> GIVEN INSTRUCTION: Starting at the line that contains "leg as a single point per instance.", transcribe every remaining line of the entries exactly, including the last one.
--- RECORDS FOR THIS TASK ---
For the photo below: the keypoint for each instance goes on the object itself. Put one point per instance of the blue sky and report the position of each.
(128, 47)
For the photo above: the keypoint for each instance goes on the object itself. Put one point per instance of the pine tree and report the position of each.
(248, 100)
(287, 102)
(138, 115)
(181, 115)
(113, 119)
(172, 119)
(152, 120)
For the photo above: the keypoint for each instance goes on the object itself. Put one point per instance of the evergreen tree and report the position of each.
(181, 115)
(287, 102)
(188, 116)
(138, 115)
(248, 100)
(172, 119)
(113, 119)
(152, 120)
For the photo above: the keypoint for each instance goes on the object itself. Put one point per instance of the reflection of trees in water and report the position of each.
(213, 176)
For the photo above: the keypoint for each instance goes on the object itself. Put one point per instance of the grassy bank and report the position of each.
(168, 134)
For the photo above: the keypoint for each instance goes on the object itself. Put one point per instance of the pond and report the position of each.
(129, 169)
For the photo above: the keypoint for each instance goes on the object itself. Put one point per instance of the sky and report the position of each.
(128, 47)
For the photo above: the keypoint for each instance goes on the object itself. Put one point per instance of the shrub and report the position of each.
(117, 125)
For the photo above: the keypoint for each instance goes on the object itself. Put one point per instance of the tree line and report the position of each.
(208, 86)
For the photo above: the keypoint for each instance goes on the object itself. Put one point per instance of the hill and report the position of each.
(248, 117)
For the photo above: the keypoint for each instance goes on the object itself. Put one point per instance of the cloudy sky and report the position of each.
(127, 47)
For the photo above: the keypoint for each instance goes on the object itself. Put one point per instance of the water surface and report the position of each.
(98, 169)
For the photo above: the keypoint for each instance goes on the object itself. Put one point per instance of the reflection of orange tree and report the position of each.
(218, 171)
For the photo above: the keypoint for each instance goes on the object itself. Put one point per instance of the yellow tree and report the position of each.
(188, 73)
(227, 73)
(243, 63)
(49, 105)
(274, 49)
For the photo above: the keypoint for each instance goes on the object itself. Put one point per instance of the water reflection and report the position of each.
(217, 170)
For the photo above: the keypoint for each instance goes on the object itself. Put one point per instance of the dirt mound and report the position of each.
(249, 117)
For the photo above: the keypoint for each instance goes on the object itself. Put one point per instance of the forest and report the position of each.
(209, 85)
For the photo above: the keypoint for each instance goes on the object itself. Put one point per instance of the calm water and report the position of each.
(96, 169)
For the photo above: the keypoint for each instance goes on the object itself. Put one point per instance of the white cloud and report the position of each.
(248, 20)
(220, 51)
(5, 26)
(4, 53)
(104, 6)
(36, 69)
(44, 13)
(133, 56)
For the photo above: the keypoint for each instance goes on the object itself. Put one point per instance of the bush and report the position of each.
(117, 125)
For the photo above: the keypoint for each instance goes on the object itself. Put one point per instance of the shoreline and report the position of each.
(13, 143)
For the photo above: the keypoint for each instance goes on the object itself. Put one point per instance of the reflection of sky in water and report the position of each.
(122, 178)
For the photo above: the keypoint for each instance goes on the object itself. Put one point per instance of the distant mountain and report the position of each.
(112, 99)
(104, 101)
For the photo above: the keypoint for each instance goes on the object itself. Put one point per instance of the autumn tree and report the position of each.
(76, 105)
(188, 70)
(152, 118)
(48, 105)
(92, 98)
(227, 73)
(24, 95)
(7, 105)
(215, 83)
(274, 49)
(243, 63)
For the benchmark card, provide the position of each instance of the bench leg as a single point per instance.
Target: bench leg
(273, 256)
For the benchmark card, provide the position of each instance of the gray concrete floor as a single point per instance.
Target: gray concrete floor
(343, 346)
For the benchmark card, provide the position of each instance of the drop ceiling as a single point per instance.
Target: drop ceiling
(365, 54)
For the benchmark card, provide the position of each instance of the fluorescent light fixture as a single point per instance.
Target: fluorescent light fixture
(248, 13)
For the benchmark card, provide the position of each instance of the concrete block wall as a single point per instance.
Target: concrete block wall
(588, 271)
---
> OUTPUT BELOW:
For the benchmark card, provide the position of each instance of the bench leg as a single point per instance.
Target: bench leg
(273, 256)
For the benchmark card, provide the position of each instance of the gray concrete floor as a single point per instance.
Target: gray concrete floor
(343, 346)
For the benchmark card, provide the position of each instance of the drop ceiling as a single point per instance.
Target: drop ceiling
(365, 54)
For the benchmark card, provide the position of each instance of the fluorescent light fixture as a single point per instance.
Target: fluorescent light fixture
(248, 13)
For the benchmark card, provide the position of each instance of the concrete block wall as a single point per instance.
Target: concrete block wall
(588, 271)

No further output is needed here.